* _PROBLEM DETAILS_:
Write out the whole listing word for word.

* _EXTRACTED INFORMATION_:

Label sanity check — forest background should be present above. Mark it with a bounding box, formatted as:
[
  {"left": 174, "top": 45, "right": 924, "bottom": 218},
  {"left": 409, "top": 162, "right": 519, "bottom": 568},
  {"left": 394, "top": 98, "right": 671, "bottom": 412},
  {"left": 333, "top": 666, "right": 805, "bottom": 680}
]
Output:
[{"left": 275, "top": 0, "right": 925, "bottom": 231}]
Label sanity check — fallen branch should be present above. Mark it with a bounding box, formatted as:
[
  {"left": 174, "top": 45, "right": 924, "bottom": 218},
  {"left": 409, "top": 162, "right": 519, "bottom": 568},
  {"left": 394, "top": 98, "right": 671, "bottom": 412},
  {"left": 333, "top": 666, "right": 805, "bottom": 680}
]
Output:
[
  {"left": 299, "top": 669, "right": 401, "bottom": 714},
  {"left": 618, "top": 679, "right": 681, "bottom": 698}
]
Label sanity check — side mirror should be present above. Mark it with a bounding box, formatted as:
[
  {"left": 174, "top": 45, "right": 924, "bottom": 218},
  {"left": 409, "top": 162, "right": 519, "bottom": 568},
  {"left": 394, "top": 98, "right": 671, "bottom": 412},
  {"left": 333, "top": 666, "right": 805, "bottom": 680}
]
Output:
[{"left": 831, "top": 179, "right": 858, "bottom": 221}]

* _TASK ANSWER_:
Label sanity check — forest background should be present above. Mark it with a bounding box, formatted as:
[
  {"left": 174, "top": 45, "right": 924, "bottom": 218},
  {"left": 409, "top": 162, "right": 519, "bottom": 568},
  {"left": 394, "top": 98, "right": 671, "bottom": 412},
  {"left": 333, "top": 666, "right": 805, "bottom": 680}
]
Output:
[{"left": 275, "top": 0, "right": 925, "bottom": 231}]
Label sanity check — fallen branch should be present above. Mark it with a bounding box, formatted as:
[
  {"left": 174, "top": 45, "right": 924, "bottom": 218},
  {"left": 409, "top": 162, "right": 519, "bottom": 568},
  {"left": 394, "top": 98, "right": 671, "bottom": 412},
  {"left": 333, "top": 666, "right": 805, "bottom": 680}
]
Output:
[
  {"left": 299, "top": 669, "right": 401, "bottom": 714},
  {"left": 618, "top": 679, "right": 681, "bottom": 698}
]
Label sanity check — side mirror should be present above. Mark it with a bounding box, formatted as:
[
  {"left": 174, "top": 45, "right": 924, "bottom": 218},
  {"left": 409, "top": 162, "right": 519, "bottom": 568},
  {"left": 394, "top": 98, "right": 671, "bottom": 412},
  {"left": 333, "top": 666, "right": 805, "bottom": 680}
]
Output:
[{"left": 831, "top": 179, "right": 858, "bottom": 221}]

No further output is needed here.